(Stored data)

★ ★ ★ ★ ★

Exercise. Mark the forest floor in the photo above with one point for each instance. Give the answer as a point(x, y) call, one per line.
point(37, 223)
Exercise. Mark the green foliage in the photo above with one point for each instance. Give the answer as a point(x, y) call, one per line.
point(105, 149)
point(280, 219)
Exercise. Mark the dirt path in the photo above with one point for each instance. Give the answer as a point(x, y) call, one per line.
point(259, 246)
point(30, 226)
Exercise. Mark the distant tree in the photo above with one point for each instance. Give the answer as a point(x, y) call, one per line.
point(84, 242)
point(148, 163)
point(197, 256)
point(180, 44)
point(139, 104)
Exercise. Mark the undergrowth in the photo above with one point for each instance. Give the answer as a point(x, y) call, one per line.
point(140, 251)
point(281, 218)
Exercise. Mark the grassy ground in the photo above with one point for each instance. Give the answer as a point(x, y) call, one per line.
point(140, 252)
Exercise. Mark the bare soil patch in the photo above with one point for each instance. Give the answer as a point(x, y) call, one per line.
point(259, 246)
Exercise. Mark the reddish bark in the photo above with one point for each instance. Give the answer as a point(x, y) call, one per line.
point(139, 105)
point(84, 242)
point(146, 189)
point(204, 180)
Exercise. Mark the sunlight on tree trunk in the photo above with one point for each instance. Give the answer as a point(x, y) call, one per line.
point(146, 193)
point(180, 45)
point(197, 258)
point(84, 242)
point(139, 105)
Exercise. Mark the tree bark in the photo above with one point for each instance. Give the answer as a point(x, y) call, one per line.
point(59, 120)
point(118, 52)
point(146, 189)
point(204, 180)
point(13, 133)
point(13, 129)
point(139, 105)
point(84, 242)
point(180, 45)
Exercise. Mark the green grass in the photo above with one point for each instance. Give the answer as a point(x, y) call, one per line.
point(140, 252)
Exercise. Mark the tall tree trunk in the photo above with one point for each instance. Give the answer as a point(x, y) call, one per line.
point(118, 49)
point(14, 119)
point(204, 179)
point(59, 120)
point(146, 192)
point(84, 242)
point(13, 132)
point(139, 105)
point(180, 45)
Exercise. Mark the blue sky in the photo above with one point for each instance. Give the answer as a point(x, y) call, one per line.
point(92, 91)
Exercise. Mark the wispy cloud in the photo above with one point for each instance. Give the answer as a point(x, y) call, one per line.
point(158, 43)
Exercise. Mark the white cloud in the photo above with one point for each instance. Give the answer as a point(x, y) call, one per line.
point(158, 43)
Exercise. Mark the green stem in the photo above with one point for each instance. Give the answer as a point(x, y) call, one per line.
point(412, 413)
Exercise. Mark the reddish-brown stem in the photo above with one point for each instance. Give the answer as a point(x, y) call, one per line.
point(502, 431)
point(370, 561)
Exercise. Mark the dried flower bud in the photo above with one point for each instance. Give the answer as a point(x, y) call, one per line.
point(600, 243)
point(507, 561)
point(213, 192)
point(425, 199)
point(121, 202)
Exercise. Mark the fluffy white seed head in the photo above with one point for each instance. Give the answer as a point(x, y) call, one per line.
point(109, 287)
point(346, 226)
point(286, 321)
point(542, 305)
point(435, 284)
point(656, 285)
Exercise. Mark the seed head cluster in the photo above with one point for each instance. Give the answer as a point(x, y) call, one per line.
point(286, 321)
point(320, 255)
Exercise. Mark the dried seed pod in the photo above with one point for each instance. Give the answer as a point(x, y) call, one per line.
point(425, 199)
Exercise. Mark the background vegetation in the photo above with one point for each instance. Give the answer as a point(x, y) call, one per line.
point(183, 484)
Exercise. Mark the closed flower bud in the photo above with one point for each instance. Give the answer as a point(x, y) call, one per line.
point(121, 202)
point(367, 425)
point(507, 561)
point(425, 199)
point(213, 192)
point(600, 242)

★ ★ ★ ★ ★

→ **Exercise prompt**
What is needed here is an exact transcription of the records above.

→ **Response for this exercise**
Exercise. Mark the forest floor in the photo above with one point for each instance. Give the answer as a point(x, y) call, one per line.
point(37, 223)
Exercise. Mark the green foliage in the photo above with one point for each instance. Give the answer as a point(x, y) call, one per line.
point(105, 149)
point(280, 219)
Exercise. Mark the dirt path in the photo above with one point for each instance. Give the answer as a point(x, y) call, one per line.
point(259, 246)
point(30, 226)
Exercise. Mark the distant tree in the photo above with one point for each instance. Give the answer as a point(x, y) call, one per line.
point(84, 242)
point(148, 163)
point(197, 256)
point(180, 44)
point(139, 104)
Exercise. Mark the undergrowth in the photo above with one point for each instance. Give the answer as a point(x, y) call, one per line.
point(140, 251)
point(281, 218)
Exercise. Mark the grassy ground in the photo above with one point for each instance. Give the answer as a point(x, y) call, one per line.
point(140, 252)
Exercise. Mark the bare soil patch in the photo above with one point for each instance. Give the answer as a point(x, y) call, one per line.
point(259, 246)
Exercise. Mark the reddish bark in the photo above with one point for each instance. Give the answer as a point(x, y) call, one per line.
point(139, 105)
point(84, 242)
point(146, 189)
point(204, 180)
Exercise. Mark the sunlight on tree trunk in the photo above with one point for each instance. Give the answer as a point(x, y) call, one per line.
point(146, 193)
point(180, 45)
point(197, 258)
point(84, 242)
point(139, 105)
Exercise. Mark the tree bark in the photo above with one point for each instance. Give the answer as a point(x, y) call, one per line.
point(59, 120)
point(118, 52)
point(146, 189)
point(204, 180)
point(13, 133)
point(13, 129)
point(139, 105)
point(84, 242)
point(180, 45)
Exercise. Mark the green grass in the photo above with one point for each instance. Give the answer as a point(x, y) call, one per line.
point(140, 252)
Exercise. Mark the tall tree trunk in the photo above with one point for each instance. Give the answer as a point(x, y) call, one per line.
point(118, 49)
point(14, 119)
point(204, 179)
point(59, 120)
point(146, 192)
point(84, 242)
point(13, 132)
point(139, 105)
point(180, 45)
Exercise. Mark the blue sky in the photo above with one point for each instance. Give the answer as a point(x, y) call, one per line.
point(92, 91)
Exercise. Mark the wispy cloud in the photo above with one point for each instance. Give the answer as a point(x, y) call, one per line.
point(158, 43)
Exercise. Mark the white cloud in the photo above with one point for each instance. Give the answer as a point(x, y) call, one per line.
point(158, 43)
Exercise. Mark the green stem in the photo above with one point for each instance. Give the answer as a point(x, y) call, one per line.
point(412, 413)
Exercise. Mark the reddish-brown stem in the photo above with one point for each instance. Give the answer as a point(x, y) call, one per line.
point(502, 431)
point(370, 561)
Exercise. Mark the dried flower bud in the photo above with one point for each instance. Give the answer as a point(x, y) call, one per line.
point(600, 243)
point(507, 561)
point(213, 192)
point(425, 199)
point(121, 202)
Exercise. Mark the fluffy white seed head in the photo above with one point for each instance. Give the answer as a point(x, y) call, one per line.
point(109, 287)
point(346, 226)
point(286, 321)
point(542, 305)
point(435, 284)
point(656, 285)
Exercise. Mark the seed head cluster in the photo above with one point for each instance. Give the answer as a point(x, y) call, one per line.
point(286, 321)
point(320, 255)
Exercise. Mark the dried seed pod in the photo above with one point for each instance. Give the answer as a point(x, y) call, one per line.
point(425, 199)
Exercise. Mark the background vegetation in the photo above with one point for each instance. Give the answer as a point(x, y) call, one per line.
point(183, 484)
Exercise. Mark the closed flower bud in the photo above with one point for each instance. Give the answer as a point(x, y) call, one per line.
point(121, 202)
point(367, 425)
point(507, 561)
point(425, 199)
point(213, 192)
point(600, 242)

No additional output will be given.